___ Dataset content ___

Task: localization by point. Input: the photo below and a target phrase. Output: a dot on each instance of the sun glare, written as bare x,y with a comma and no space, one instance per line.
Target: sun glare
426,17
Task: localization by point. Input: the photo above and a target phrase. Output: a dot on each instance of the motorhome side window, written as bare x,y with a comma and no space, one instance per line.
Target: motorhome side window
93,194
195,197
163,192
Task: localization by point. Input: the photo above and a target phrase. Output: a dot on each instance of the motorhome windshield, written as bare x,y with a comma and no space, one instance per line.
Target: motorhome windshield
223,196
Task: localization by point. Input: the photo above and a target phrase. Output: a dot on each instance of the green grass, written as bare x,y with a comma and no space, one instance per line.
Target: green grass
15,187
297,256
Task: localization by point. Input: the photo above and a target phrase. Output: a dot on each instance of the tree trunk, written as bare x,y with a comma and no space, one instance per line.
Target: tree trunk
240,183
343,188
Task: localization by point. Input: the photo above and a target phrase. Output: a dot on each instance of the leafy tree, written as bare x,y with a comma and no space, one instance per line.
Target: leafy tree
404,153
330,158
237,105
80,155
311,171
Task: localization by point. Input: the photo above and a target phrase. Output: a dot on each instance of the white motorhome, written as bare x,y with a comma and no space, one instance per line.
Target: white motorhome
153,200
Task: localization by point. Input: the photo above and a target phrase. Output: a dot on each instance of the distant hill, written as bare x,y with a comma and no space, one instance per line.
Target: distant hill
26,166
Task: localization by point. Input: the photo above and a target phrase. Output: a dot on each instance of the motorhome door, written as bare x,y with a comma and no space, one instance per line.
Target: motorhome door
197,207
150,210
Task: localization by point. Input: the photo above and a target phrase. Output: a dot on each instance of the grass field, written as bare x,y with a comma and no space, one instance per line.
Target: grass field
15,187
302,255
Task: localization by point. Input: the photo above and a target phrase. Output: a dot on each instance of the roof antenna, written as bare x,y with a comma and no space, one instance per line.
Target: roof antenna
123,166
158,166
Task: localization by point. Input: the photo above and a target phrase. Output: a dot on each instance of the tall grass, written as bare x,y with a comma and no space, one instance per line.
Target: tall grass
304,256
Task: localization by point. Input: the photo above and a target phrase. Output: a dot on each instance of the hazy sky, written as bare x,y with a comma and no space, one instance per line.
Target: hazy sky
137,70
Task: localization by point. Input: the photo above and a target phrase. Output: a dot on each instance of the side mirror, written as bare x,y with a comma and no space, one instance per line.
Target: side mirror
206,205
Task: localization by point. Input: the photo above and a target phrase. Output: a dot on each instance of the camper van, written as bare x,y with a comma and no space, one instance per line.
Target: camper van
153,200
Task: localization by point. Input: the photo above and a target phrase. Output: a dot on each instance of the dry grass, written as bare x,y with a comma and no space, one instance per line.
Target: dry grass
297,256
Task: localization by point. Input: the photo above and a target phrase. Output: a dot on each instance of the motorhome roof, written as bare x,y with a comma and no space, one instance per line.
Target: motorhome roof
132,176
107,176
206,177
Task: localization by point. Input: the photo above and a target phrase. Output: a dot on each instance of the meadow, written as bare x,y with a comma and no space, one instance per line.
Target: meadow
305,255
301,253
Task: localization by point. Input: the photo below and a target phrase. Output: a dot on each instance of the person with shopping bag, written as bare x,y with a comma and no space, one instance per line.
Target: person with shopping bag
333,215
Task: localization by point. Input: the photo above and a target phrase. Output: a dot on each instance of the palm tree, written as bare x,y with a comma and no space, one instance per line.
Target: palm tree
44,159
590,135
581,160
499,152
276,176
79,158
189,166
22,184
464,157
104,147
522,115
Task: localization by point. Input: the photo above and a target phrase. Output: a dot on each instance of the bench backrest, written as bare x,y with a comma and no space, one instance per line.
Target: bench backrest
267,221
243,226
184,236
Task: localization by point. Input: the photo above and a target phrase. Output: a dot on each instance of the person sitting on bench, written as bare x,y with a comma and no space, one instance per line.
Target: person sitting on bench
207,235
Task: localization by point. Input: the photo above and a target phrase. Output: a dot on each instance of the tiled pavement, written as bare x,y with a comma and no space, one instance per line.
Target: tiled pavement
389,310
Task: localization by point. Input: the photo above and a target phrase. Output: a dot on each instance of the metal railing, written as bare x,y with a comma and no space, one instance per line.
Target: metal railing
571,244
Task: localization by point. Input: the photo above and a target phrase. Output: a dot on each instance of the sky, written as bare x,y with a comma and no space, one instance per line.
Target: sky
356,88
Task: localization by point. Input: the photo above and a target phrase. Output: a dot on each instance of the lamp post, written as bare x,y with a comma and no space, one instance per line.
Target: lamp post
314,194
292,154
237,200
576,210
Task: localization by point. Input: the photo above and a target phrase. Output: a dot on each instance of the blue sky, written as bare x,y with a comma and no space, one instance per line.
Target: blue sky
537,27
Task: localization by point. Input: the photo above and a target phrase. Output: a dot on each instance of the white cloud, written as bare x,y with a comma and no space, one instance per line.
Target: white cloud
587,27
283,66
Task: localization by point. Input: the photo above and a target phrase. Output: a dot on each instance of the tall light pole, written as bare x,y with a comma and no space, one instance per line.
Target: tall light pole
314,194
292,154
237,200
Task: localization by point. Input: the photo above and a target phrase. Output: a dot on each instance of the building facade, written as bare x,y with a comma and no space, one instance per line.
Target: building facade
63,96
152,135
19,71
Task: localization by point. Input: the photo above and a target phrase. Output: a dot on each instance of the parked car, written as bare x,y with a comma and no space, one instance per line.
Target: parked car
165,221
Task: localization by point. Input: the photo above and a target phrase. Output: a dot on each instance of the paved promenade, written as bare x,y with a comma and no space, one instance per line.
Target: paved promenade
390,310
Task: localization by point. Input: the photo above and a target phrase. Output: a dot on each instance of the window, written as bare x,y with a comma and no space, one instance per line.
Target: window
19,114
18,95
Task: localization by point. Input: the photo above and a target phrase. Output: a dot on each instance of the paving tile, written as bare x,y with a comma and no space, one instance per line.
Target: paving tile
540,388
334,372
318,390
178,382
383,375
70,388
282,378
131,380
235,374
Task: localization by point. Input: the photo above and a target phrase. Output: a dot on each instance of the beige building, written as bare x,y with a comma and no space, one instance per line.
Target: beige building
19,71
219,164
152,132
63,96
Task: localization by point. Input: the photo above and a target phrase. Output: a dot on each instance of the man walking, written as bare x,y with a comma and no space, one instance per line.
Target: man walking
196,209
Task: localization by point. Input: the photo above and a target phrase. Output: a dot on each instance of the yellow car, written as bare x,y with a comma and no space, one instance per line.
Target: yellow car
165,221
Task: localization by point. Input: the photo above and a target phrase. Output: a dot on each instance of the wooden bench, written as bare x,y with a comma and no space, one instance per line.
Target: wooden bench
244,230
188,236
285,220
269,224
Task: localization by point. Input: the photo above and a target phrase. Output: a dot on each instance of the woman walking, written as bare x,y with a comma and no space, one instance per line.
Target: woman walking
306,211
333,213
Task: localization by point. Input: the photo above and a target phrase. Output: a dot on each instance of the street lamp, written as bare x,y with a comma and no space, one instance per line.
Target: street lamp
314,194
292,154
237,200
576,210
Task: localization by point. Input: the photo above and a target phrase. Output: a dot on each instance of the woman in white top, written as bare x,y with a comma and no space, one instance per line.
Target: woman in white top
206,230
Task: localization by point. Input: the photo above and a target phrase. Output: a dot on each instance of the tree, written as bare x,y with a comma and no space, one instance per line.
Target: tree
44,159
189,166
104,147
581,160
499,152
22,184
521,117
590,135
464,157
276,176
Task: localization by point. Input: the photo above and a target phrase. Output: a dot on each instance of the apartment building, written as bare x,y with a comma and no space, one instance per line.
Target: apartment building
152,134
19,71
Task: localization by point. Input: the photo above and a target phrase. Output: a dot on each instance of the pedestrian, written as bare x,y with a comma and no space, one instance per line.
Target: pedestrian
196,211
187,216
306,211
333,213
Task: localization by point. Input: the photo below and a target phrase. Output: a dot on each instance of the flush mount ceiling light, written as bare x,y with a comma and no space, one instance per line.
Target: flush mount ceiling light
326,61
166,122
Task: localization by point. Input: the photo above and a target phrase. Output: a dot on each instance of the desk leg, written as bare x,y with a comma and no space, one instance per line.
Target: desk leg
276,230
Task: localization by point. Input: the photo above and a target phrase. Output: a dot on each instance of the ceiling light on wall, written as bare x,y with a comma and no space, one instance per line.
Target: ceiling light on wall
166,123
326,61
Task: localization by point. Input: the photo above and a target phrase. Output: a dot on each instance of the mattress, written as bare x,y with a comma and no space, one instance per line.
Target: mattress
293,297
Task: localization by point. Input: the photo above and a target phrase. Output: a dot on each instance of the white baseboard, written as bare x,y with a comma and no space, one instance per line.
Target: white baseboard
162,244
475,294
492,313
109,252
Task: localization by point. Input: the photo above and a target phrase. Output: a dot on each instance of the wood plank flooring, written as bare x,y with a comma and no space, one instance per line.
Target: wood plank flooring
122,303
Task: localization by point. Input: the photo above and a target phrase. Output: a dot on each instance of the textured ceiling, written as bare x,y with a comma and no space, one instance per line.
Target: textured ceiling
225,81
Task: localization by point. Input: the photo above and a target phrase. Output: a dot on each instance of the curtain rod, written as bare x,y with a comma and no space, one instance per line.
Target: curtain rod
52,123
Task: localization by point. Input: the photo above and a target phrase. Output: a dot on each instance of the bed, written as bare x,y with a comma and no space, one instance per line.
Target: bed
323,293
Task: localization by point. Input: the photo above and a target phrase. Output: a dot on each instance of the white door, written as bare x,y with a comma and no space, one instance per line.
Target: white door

___

- **Task goal**
Your reply must contain exactly the lines from the first line of the data through the line holding "motorhome windshield, written", and nothing more.

- **Answer area**
Task: localization by point. Input: the photo below and a target phrase. Output: a dot on each instance of the sun glare, written as bare x,y with a comma and no space, one instance per line.
Target: sun glare
426,17
Task: localization by point. Input: the photo above and a target phrase. Output: a dot on each instance of the motorhome side window, written as bare x,y with a comma and no space, one instance per line.
Target: motorhome side window
93,194
195,197
163,192
Task: localization by point. Input: the photo above and a target phrase. Output: a dot on each instance of the motorhome windshield, written as bare x,y with a comma and no space, one instance per line.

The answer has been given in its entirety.